RECORDS TO PROCESS -
------------------------------
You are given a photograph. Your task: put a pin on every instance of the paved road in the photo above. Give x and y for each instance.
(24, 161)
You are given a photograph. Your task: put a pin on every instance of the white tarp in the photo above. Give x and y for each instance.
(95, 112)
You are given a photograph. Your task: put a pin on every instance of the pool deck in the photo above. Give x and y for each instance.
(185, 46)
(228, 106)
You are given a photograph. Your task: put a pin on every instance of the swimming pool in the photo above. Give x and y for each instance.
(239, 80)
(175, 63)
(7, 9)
------------------------------
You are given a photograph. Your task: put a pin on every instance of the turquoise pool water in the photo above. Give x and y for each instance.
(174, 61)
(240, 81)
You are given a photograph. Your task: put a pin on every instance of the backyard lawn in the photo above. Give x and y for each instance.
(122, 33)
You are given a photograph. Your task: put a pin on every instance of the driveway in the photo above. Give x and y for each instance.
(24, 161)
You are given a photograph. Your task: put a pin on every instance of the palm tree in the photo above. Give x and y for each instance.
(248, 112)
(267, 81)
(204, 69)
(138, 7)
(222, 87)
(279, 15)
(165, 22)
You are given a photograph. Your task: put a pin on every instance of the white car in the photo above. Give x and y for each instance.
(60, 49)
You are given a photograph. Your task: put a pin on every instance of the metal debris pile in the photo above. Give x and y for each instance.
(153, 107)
------------------------------
WRITTEN REQUEST - Count the lines in the records above that contain the word "white", and give only the number.

REPLY TO THE TASK - 2